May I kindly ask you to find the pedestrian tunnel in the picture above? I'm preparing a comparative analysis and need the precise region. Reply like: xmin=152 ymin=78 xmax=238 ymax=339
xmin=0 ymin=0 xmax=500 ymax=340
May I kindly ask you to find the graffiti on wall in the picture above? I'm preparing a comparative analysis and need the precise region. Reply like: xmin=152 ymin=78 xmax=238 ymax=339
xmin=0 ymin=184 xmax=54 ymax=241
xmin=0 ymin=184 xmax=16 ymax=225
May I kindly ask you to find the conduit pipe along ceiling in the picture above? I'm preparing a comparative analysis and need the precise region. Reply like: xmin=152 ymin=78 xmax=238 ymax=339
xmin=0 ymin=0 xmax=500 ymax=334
───
■ What this task involves ■
Please format the items above as a two-column CSV with the headers item and answer. Begin at the first item and stop after the line that has "xmin=0 ymin=184 xmax=16 ymax=225". Use one row per item, put each field in quotes, and turn any line breaks into spaces.

■ Task answer ■
item,answer
"May I kindly ask you to find the pedestrian tunnel in the picture above? I'm preparing a comparative analysis and need the precise region. Reply like: xmin=152 ymin=78 xmax=238 ymax=339","xmin=0 ymin=0 xmax=500 ymax=340"
"May I kindly ask you to find the graffiti on wall in the picture above? I'm preparing a comparative analysis and need the precise region. Reply like: xmin=152 ymin=78 xmax=238 ymax=339","xmin=0 ymin=184 xmax=54 ymax=241 xmin=0 ymin=184 xmax=16 ymax=225"